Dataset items
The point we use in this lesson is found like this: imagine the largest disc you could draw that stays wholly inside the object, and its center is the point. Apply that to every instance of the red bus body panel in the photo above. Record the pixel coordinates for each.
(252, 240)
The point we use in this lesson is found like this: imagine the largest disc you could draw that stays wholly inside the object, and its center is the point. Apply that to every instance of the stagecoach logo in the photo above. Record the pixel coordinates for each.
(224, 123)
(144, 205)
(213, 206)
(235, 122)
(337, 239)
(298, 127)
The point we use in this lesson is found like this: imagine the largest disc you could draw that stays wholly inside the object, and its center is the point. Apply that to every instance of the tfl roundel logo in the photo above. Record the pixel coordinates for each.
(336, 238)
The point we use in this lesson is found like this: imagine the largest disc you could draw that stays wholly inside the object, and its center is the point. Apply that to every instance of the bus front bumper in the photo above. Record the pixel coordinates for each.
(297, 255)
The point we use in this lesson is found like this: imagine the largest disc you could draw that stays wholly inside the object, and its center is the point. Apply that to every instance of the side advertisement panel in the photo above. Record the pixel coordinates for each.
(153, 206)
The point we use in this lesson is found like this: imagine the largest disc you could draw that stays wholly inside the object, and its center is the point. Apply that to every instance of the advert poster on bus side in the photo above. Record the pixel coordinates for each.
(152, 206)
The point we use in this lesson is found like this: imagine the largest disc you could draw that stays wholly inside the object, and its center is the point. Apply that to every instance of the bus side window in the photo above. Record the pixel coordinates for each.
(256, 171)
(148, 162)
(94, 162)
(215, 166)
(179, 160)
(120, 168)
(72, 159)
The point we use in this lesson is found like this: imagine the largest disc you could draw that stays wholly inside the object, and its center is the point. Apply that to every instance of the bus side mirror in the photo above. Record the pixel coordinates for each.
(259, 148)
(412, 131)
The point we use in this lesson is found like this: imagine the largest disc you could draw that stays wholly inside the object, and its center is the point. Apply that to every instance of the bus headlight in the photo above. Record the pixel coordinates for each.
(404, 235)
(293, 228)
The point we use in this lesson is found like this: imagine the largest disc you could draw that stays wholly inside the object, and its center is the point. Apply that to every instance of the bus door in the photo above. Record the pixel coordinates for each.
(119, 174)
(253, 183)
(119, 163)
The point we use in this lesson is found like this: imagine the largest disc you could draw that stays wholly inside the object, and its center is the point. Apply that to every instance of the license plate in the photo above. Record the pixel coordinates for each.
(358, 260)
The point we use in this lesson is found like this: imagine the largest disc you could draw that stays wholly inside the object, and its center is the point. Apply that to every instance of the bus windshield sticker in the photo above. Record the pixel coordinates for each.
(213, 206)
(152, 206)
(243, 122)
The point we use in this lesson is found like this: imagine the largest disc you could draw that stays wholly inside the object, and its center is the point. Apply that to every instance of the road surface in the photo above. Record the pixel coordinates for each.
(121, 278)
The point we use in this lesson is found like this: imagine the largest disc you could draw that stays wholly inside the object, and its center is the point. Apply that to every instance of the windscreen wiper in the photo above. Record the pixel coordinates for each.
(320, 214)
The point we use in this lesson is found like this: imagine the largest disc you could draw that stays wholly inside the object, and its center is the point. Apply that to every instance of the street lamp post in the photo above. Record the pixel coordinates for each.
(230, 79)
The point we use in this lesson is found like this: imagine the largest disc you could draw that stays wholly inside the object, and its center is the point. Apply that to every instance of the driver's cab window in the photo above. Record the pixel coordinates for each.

# Instruction:
Rescale the part of the listing starting at the line that contains "of the street" and ending at the end of the listing, both ends included. Reproduce only those lines, keep every request line unchanged, and multiply each coordinate in the answers by 2.45, rounding to whole numbers with halves rounded up.

# Final result:
The point we use in this lesson is found like this: imagine the largest disc you could draw that stays wholly inside the object, and its center is the point. Apply that to every instance of the street lamp post in the photo above. Record the pixel coordinates for each.
(564, 194)
The point we use in this lesson is found like this: imagine the largest disc you could draw that stays wholly inside the object, and its center is the point. Apply that to every instance of the driver's cab window in the photo above. Record the pixel coordinates for each.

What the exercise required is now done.